**INSTRUCTIONS TO FOLLOW:** Only the lines below starting at the one containing "Target: glass cabinet door" and ending at the one containing "the fireplace mantel" belong in the answer, each copied exactly.

**GIVEN ENTRIES:**
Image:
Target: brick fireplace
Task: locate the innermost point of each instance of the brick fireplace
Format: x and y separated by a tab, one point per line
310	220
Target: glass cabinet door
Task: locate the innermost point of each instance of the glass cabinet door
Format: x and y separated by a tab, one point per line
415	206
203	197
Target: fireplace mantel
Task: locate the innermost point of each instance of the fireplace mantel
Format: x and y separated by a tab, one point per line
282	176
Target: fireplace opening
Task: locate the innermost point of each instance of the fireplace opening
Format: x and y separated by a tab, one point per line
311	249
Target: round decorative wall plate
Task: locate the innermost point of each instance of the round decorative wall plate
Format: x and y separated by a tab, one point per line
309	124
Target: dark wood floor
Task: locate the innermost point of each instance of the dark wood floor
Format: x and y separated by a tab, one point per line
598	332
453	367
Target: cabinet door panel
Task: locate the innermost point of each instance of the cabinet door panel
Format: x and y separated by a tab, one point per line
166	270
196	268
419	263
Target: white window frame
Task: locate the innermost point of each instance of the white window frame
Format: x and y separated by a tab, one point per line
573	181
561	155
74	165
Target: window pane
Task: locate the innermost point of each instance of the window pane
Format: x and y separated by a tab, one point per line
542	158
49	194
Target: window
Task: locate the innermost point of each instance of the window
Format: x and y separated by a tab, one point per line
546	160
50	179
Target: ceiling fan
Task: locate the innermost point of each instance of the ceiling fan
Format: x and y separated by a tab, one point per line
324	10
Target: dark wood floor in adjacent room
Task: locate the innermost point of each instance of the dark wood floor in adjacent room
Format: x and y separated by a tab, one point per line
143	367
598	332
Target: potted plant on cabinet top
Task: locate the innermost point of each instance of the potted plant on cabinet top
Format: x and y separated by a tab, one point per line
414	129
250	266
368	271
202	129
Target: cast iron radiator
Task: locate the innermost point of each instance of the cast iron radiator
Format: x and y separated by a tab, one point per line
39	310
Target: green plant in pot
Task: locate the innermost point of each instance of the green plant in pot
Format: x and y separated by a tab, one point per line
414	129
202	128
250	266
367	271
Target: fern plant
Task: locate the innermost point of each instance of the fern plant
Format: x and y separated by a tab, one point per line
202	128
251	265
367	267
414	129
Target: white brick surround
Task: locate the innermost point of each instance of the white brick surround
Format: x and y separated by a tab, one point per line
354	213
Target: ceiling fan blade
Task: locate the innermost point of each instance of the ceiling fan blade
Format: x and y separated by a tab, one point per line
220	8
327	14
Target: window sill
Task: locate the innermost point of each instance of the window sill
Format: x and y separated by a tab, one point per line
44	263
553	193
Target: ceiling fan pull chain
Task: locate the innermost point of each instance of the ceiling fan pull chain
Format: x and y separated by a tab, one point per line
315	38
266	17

**SOLUTION:**
Target: glass cabinet door
Task: locate the innermost point of each instance of the glass cabinet door
Format: x and y separated by a tab, one point per line
415	206
203	197
Target: fireplace mantel
Task: locate the innermost point of each instance of the fireplace mantel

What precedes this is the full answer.